[Extracted data entries]
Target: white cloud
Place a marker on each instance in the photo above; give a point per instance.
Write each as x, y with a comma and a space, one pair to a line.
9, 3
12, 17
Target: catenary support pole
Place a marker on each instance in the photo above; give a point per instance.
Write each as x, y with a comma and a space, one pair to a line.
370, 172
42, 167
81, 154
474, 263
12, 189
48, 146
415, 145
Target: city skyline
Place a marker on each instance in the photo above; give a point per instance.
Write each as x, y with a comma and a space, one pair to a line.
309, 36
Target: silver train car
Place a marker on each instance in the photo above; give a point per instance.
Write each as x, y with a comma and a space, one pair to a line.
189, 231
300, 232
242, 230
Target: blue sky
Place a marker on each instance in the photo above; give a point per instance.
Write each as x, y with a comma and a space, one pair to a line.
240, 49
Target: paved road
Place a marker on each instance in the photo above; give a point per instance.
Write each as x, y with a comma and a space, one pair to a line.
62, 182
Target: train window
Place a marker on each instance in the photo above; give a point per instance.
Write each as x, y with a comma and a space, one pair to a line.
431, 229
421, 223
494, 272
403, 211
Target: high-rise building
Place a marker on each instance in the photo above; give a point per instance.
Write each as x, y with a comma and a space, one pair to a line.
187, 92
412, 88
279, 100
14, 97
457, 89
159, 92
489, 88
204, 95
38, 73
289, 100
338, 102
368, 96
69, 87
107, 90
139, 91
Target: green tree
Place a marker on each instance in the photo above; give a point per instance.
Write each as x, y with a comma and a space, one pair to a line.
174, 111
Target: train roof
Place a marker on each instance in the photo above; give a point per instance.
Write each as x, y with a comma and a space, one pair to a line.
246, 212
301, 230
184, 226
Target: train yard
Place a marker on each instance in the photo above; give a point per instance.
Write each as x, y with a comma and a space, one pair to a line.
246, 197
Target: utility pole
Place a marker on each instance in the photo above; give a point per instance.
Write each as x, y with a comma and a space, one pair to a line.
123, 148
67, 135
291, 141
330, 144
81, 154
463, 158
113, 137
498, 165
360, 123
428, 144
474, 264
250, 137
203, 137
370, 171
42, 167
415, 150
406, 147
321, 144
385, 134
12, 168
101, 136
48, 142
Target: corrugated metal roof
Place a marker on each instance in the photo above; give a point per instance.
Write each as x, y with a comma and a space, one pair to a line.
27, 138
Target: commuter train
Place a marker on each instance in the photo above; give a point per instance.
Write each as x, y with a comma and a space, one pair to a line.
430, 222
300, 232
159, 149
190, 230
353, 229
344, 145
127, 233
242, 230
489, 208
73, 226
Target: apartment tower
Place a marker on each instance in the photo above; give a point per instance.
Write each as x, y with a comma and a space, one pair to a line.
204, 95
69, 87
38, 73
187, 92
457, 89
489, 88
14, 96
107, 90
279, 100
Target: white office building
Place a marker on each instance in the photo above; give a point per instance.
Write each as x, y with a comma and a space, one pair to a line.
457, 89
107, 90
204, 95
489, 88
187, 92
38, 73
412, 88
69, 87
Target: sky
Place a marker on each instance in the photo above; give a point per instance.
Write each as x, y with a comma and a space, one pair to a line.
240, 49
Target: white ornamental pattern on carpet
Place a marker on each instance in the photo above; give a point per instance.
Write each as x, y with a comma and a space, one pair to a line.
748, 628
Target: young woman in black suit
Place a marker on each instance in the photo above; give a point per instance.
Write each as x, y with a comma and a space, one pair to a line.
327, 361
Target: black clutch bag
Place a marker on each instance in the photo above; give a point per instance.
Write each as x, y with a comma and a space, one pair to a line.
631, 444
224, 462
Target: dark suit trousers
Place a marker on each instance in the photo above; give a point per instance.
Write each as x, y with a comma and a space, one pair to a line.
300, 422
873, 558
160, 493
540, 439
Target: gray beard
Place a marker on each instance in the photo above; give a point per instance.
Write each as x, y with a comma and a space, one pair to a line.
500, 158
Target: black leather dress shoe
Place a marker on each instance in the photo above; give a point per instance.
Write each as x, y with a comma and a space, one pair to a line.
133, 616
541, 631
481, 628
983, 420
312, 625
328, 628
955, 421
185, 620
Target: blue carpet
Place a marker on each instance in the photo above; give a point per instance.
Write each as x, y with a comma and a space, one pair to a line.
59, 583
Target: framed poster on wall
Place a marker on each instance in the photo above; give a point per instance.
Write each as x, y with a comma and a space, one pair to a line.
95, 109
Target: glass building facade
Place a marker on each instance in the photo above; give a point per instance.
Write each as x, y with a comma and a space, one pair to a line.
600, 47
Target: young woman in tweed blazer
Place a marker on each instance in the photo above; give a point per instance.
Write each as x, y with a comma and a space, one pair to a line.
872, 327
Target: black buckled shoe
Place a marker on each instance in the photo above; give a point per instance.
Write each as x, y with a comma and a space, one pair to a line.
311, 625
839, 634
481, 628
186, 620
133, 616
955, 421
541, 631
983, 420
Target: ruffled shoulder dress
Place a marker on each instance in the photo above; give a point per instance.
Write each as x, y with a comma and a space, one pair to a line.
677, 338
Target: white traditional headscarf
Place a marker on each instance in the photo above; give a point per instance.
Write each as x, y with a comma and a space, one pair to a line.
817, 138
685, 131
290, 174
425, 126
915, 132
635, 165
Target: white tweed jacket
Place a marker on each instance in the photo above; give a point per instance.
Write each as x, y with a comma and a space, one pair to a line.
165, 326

> EXERCISE:
From the entries, report each line that includes the word "building".

> OUTPUT FOR THIS TASK:
Target: high-rise building
Target: white office building
Target: glass building facade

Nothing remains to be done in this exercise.